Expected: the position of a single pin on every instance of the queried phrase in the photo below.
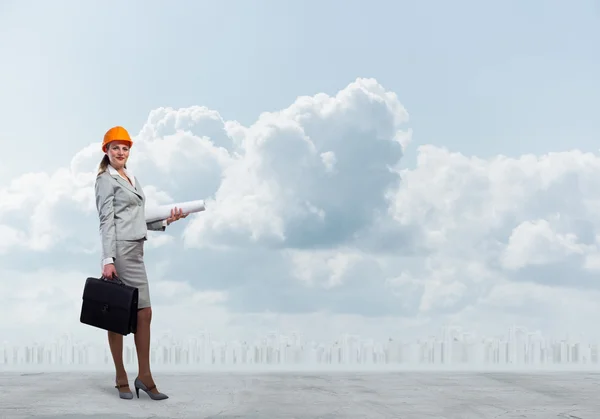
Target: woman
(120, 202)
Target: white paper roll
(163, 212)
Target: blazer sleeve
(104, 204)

· · · ·

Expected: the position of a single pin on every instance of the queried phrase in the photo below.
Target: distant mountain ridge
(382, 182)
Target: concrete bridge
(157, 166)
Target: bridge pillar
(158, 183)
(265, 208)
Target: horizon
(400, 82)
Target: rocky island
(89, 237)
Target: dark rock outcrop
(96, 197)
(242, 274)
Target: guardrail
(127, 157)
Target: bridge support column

· · · ·

Which lines in the records above contain the word "bridge"? Copy each of them, and treat capital and lowercase letters as distinct.

• Solution:
Target: concrete bridge
Target: bridge pillar
Target: bridge support column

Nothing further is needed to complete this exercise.